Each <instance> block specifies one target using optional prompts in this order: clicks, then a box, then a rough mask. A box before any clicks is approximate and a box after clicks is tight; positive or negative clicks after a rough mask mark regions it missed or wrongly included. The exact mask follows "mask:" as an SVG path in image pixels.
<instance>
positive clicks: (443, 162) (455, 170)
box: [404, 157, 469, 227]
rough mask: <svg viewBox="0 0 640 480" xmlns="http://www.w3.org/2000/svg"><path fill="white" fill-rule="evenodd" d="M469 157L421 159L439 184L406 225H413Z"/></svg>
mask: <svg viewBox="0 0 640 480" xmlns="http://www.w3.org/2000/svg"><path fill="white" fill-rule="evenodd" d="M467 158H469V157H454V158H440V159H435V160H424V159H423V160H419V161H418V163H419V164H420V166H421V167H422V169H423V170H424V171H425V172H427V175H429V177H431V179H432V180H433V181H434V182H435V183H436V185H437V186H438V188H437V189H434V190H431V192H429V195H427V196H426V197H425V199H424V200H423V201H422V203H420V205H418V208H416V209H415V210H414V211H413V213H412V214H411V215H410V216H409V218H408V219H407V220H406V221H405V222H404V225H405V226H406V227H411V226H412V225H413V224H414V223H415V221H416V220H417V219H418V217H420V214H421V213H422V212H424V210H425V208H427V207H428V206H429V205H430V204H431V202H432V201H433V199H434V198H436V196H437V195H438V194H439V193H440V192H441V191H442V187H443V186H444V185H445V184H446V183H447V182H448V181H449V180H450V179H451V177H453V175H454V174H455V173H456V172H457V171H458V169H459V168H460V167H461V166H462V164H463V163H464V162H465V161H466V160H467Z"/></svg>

* * *

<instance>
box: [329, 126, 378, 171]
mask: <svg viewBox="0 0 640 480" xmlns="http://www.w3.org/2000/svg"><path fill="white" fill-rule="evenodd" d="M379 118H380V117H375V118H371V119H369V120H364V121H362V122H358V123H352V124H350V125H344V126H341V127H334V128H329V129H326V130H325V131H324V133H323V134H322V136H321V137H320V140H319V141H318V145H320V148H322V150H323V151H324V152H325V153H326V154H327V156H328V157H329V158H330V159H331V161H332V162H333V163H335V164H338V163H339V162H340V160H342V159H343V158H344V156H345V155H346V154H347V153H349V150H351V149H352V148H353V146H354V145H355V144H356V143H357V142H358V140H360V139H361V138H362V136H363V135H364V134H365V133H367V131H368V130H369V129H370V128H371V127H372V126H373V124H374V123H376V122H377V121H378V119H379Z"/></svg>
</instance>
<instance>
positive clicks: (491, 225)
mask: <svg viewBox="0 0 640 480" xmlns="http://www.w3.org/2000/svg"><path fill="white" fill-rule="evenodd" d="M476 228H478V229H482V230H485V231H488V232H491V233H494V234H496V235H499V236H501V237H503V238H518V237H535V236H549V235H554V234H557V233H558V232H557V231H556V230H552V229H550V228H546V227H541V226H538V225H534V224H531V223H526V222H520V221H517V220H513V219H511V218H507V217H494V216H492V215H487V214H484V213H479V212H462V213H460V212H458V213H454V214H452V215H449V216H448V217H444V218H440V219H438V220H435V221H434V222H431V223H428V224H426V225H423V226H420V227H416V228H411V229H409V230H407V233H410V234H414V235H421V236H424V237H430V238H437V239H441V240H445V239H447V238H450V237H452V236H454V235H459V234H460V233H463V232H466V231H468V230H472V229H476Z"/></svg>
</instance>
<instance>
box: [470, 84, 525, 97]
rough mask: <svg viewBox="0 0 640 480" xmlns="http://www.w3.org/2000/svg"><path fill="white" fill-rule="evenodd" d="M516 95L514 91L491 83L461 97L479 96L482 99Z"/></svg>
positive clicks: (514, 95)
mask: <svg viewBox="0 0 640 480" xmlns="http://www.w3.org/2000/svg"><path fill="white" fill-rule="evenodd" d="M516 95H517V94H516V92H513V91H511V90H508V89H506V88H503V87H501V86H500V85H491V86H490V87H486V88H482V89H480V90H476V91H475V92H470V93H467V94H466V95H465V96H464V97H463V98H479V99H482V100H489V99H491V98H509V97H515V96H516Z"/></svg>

* Exercise details: Begin with the line above that has "Each <instance> block" and continue through the line that has "box: [404, 157, 469, 227]", setting each one down exactly. Stop there.

* Response box:
Each <instance> block specifies one target using optional prompts in this order: clicks, then a box, then a rough mask. A box before any clicks is approximate and a box after clicks is tight; positive or negative clicks after a rough mask mark regions it missed or wrongly included. The exact mask follows "mask:" as an SVG path in image pixels.
<instance>
positive clicks: (443, 162) (455, 170)
box: [404, 157, 469, 227]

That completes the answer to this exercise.